Testo scelto
--------------------------------
Gli insegnanti di sostegno

La Legge Finanziaria per il 2008 (Legge 244/2007, articolo 2, commi 413 e 414), infatti, è intervenuta modificando la precedente normativa che prevedeva esplicitamente deroghe nell’assegnazione degli insegnati di sostegno nei casi di alunni con disabilità particolarmente gravi.
A poco è servita l’incidentale precisazione che i «criteri e modalità devono essere definiti con riferimento alle effettive esigenze rilevate, assicurando lo sviluppo dei processi di integrazione degli alunni diversamente abili».
E ancora meno erano servite le ambigue indicazioni del Decreto del Ministero della Pubblica Istruzione del 24 aprile 2008 che all’articolo 9, affermava: «per l’anno scolastico 2008/09 il numero dei posti di sostegno complessivamente attivabili in ciascuna regione (…) tende a realizzare al livello regionale il graduale raggiungimento del rapporto medio nazionale di un insegnante ogni due alunni diversamente abili».
Di fatto si è assistito ad un taglio deciso e generalizzato dei posti di sostegno in tutta Italia.
Attualmente le ore di sostegno vengono attribuite sulla base dei Piani Educativi Individualizzati (PEI), cioè uno strumento di programmazione della vita scolastica degli alunni con disabilità, o comunque in base alla presenza di alunni con handicap.
Il PEI è anche uno strumento che evidenzia le necessità di integrazione, le risorse necessarie, fra cui – appunto – le ore di sostegno, e impone delle responsabilità.
--------------------------------
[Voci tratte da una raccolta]

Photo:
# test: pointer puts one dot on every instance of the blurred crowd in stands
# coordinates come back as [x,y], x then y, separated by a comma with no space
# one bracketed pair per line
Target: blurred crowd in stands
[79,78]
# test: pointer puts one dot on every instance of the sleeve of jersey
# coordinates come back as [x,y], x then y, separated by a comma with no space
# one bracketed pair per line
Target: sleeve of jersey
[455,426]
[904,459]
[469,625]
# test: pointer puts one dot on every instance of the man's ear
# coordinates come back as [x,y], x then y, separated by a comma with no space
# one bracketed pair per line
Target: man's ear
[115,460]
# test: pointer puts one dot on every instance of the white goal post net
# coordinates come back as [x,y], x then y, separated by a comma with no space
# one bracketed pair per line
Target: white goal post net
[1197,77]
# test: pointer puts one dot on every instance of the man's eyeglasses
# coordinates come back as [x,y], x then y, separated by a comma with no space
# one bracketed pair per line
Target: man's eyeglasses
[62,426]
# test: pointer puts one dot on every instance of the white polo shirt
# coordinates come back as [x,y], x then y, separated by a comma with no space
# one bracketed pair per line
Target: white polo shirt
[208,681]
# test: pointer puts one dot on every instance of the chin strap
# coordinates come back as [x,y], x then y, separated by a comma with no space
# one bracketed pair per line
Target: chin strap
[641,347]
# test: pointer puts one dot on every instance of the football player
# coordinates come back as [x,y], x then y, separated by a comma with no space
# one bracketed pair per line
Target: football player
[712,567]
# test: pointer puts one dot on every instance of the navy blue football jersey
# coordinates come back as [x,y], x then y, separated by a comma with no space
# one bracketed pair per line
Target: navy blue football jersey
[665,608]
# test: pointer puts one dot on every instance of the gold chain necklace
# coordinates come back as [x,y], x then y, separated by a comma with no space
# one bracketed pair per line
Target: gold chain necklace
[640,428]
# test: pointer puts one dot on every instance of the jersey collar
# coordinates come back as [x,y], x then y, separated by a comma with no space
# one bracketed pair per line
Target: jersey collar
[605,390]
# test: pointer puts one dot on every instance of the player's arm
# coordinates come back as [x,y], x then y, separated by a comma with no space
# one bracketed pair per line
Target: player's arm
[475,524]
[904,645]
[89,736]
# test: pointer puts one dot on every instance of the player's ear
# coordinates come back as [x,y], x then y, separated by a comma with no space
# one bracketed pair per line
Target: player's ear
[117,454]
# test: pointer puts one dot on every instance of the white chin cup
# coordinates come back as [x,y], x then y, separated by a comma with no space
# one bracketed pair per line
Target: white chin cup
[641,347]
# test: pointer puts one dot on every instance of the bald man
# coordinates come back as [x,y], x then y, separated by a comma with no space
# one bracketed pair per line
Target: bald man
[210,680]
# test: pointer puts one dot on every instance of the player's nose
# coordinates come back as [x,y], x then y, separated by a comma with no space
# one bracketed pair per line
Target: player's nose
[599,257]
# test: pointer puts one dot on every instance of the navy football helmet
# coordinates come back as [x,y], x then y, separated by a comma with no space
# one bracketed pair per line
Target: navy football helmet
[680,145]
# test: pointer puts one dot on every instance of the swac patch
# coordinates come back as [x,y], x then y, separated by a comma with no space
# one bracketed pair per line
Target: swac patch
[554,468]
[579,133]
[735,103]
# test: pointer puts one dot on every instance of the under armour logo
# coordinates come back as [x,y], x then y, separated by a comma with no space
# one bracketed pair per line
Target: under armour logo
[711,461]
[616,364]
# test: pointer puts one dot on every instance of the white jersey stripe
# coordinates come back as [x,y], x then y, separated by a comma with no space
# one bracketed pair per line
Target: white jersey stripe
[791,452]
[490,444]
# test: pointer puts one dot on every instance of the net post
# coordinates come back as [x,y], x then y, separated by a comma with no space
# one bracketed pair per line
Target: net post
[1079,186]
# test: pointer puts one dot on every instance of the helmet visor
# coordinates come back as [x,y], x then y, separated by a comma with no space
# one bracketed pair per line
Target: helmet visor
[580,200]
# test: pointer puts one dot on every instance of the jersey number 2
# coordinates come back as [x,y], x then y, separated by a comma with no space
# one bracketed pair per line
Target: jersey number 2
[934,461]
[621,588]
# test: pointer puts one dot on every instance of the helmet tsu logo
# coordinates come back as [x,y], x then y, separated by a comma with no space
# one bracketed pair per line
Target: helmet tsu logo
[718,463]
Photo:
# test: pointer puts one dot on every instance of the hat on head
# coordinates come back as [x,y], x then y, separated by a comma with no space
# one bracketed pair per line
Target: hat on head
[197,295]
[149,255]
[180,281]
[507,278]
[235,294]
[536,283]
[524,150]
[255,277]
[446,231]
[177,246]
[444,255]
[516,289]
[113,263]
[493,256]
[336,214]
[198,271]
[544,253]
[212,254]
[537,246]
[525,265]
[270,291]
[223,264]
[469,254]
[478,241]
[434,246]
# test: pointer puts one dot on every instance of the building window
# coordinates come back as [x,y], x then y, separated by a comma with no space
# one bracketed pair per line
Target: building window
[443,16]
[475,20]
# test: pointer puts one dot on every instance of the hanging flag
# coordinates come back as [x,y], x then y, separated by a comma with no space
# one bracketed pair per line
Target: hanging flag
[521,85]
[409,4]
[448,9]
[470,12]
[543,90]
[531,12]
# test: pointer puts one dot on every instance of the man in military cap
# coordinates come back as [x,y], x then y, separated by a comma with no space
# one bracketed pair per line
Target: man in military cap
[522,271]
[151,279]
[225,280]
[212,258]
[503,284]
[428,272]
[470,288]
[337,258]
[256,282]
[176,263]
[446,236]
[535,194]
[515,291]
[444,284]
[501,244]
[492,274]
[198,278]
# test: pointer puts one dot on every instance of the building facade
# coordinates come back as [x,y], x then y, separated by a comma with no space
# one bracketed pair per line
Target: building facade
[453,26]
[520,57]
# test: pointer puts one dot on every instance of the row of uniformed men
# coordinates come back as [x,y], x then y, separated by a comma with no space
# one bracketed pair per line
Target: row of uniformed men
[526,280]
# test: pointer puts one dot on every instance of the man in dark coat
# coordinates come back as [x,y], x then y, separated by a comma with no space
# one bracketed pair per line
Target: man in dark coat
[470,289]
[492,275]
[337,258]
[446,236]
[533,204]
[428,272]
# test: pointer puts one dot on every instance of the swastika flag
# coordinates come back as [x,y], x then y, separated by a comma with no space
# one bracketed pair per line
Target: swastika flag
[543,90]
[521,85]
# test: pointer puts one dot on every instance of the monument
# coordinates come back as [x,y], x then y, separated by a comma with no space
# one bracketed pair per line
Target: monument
--------------------------------
Cose da fare
**A.** In due o tre frasi, spiega perché, secondo il testo sugli insegnanti di sostegno, le ore di sostegno vengono attribuite sulla base del PEI.
**B.** Scrivi il seguito del testo sugli insegnanti di sostegno, partendo dopo la frase finale.

Risposte per attività
**A.** Il PEI è lo strumento di programmazione della vita scolastica degli alunni con disabilità. Mette in evidenza le necessità di integrazione e le risorse necessarie, fra cui le ore di sostegno, e impone delle responsabilità. Per questo le ore di sostegno vengono attribuite in base ai PEI.

**B.**
Ovviamente se queste necessità sono condizionate da limiti di bilancio o da altri vincoli normativi, decade il principio stesso del diritto allo studio costituzionalmente garantito.
Ma si tratta anche di un principio ribadito dalla normativa speciale (Legge quadro sull’handicap 104/1992) e da Convenzioni internazionali, non ultima la Convenzione ONU sui Diritti delle persone con disabilità, ratificata dall’Italia.

Le motivazioni

Nel motivare la Sentenza di illegittimità la Corte è piuttosto circostanziata e decisa.
La Corte sottolinea che i disabili non costituiscono un gruppo omogeneo. Vi sono, infatti, «forme diverse di disabilità: alcune hanno carattere lieve ed altre gravi. Per ognuna di esse è necessario, pertanto, individuare meccanismi di rimozione degli ostacoli che tengano conto della tipologia di handicap da cui risulti essere affetta in concreto una persona».
E prosegue: «ciascun disabile è coinvolto in un processo di riabilitazione finalizzato ad un suo completo inserimento nella società; processo all’interno del quale l’istruzione e l’integrazione scolastica rivestono un ruolo di primo piano». Un’indicazione che oltre che di diritto, è anche di metodo.
La Corte ricorda che, sotto il profilo normativo, il diritto all’istruzione dei disabili è oggetto di specifica tutela da parte sia dell’ordinamento interno che internazionale, e richiama espressamente la recente Convenzione delle Nazioni Unite sui Diritti delle persone con disabilità, adottata dall’Assemblea generale delle Nazioni Unite il 13 dicembre 2006, entrata in vigore sul piano internazionale il 3 maggio 2008 e ratificata e resa esecutiva dall’Italia con Legge 3 marzo 2009, n. 18.
All’articolo 24 la Convenzione statuisce che gli Stati Parti «riconoscono il diritto delle persone con disabilità all’istruzione» che deve essere garantito, anche attraverso la predisposizione di accomodamenti ragionevoli, al fine di «andare incontro alle esigenze individuali» del disabile.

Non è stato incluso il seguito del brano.